Work order: Copy the full article below on Nigeria's National Climate Change Bill, word for word and with nothing left out.

Selected passage:
◇ ◇ ◇

Where is the National Climate Change Bill?

On December 9, 2010, the harmonised version of the National Climate Change Commission Bill was forwarded to President Goodluck Jonathan for assent. It was reportedly received on his behalf by his Special Adviser on National Assembly Matters, Dr. Cairo Ojougboh. It is now more than eight months since the transmission of the bill and there is still no word from the Presidency on the fate of this very important bill. More than thirty of such bills addressing several critical areas of our national life are currently lying on the President’s table gathering dust. This is incontrovertible evidence that we have a President who is either out of touch with the aspirations of the people or is not bothered about anything. It will be recalled that the 6th Nigerian Parliament had to amend their own rules to give the President time beyond the expiration of the parliamentary season to consider bills forwarded to him. Is our President even aware of such amendment?

More than one fifth of Africa’s poor, about 102 million people live in Nigeria. They predominantly depend on rain-fed agriculture as over ninety per cent of them are rain dependent peasant farmers. Lack of irrigation facilities, due to the availability of only a few dams, makes it is difficult to provide the required water needs of most crops, thereby adversely affecting yield. Today, rainfall in Nigeria has become very irregular (intense in some areas and very sparse in others) and the agricultural base of the desperately poor are severely threatened. The situation places more than 42 per cent of Nigeria’s GDP at risk and increases the vulnerability of those in dire need of the dividends of democracy. The drought we used to hear about in distant lands is increasingly spreading closer to the Guinea Savanna towards the Northern and Middle Belt states of Nigeria. There has been intense rainfall variability in the past few months leading to flooding in Lagos, Bauchi and Katsina. It is believed that Lagos State alone lost more N150bn (about $1bn) to flooding recently. In Katsina State, seven people died while more than 120 houses were destroyed. Almost 2000 indigenes of Bauchi State were displaced by the down pour.The Nigerian Meteorological Agency predicted recently that the flooding will spread to other Nigerian cities like Bauchi, Calabar and Ibadan in the near future. Climatologists predict that there may be a one meter sea level rise in the next 50 years which may render two to three million people in Lagos homeless.

◇ ◇ ◇

Data to examine:

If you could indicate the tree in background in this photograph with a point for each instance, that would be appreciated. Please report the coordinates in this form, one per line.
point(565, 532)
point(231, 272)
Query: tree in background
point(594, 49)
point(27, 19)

◇ ◇ ◇

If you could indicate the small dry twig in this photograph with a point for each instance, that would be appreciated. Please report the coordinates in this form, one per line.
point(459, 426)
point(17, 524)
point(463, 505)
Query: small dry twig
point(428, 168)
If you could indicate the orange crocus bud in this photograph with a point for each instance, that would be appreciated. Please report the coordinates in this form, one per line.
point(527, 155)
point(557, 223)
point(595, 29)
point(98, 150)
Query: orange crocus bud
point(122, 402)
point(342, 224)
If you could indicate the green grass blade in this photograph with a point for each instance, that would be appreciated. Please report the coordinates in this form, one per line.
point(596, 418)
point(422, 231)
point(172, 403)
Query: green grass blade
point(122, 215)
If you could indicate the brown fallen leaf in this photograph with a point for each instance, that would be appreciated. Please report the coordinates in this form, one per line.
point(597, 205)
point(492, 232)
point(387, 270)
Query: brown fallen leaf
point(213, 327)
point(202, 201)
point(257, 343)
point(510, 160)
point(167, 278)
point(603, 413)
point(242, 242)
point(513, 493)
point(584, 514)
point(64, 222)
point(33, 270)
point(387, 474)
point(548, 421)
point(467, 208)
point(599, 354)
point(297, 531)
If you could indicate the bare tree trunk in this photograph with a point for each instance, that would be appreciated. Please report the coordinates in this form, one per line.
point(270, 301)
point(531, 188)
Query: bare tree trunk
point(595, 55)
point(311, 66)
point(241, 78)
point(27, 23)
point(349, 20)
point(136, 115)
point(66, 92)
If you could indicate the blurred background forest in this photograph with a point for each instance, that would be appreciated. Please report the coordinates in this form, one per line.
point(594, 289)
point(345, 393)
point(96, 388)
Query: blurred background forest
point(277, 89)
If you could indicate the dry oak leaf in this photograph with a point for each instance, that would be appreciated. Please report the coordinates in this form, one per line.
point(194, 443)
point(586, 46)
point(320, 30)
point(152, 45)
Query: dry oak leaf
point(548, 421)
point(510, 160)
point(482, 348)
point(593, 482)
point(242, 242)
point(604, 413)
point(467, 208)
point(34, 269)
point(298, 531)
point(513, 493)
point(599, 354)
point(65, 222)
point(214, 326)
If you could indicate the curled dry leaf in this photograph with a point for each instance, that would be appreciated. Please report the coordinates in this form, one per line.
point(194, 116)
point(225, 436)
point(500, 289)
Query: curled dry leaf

◇ ◇ ◇

Result for this task:
Where is the National Climate Change Bill?

On December 9, 2010, the harmonised version of the National Climate Change Commission Bill was forwarded to President Goodluck Jonathan for assent. It was reportedly received on his behalf by his Special Adviser on National Assembly Matters, Dr. Cairo Ojougboh. It is now more than eight months since the transmission of the bill and there is still no word from the Presidency on the fate of this very important bill. More than thirty of such bills addressing several critical areas of our national life are currently lying on the President’s table gathering dust. This is incontrovertible evidence that we have a President who is either out of touch with the aspirations of the people or is not bothered about anything. It will be recalled that the 6th Nigerian Parliament had to amend their own rules to give the President time beyond the expiration of the parliamentary season to consider bills forwarded to him. Is our President even aware of such amendment?

More than one fifth of Africa’s poor, about 102 million people live in Nigeria. They predominantly depend on rain-fed agriculture as over ninety per cent of them are rain dependent peasant farmers. Lack of irrigation facilities, due to the availability of only a few dams, makes it is difficult to provide the required water needs of most crops, thereby adversely affecting yield. Today, rainfall in Nigeria has become very irregular (intense in some areas and very sparse in others) and the agricultural base of the desperately poor are severely threatened. The situation places more than 42 per cent of Nigeria’s GDP at risk and increases the vulnerability of those in dire need of the dividends of democracy. The drought we used to hear about in distant lands is increasingly spreading closer to the Guinea Savanna towards the Northern and Middle Belt states of Nigeria. There has been intense rainfall variability in the past few months leading to flooding in Lagos, Bauchi and Katsina. It is believed that Lagos State alone lost more N150bn (about $1bn) to flooding recently. In Katsina State, seven people died while more than 120 houses were destroyed. Almost 2000 indigenes of Bauchi State were displaced by the down pour.The Nigerian Meteorological Agency predicted recently that the flooding will spread to other Nigerian cities like Bauchi, Calabar and Ibadan in the near future. Climatologists predict that there may be a one meter sea level rise in the next 50 years which may render two to three million people in Lagos homeless.